### Your objective
Copy out each of the items below word for word, leaving every line unchanged.

### Input material
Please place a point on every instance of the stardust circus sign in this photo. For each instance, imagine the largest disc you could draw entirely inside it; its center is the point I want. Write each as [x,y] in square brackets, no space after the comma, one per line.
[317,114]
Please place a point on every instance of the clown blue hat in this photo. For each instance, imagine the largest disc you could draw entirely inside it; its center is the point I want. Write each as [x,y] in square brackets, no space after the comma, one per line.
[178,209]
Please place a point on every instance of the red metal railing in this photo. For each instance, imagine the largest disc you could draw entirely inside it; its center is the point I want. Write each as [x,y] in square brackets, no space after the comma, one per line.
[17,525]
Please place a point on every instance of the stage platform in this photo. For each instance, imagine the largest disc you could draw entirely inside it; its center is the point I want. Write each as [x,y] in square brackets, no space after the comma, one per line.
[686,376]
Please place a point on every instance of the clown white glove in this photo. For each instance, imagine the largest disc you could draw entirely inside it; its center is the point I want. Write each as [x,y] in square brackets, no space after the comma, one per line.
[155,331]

### Completed exercise
Please place a point on every instance of the stardust circus sign in this photo. For each instance, imagine the largest disc you could draw entirely inside it; its center is the point I want. Write each as [x,y] in square brackets, no space after the comma, one per line.
[317,114]
Please place a point on every instance of the clown blue hat in this photo. For each instance, imagine the largest disc you could draw entirely inside it; its center is the point I want. Write each as [x,y] in square brackets, no space after the comma, one per line.
[178,209]
Please place a point on every instance of the red metal railing in this photo. For each instance, imagine the largest disc you could draw entirely inside it; its center is the point I want. Write each as [x,y] in square brackets, no space after the comma, one per line.
[17,525]
Please place a point on every instance of the stage platform in this photo. For each instance, imagine the largest disc you could draw entirely inside it; its center is the point I want. Write each as [x,y] in square brackets, no space after the comma, one per line.
[686,376]
Please place a point on every instance of the clown white glove in this photo. For each instance, imagine the largest disc you could draw entirely inside it; its center is the point I want. Write each as [x,y] in square brackets, no space after the comma, one per line.
[155,331]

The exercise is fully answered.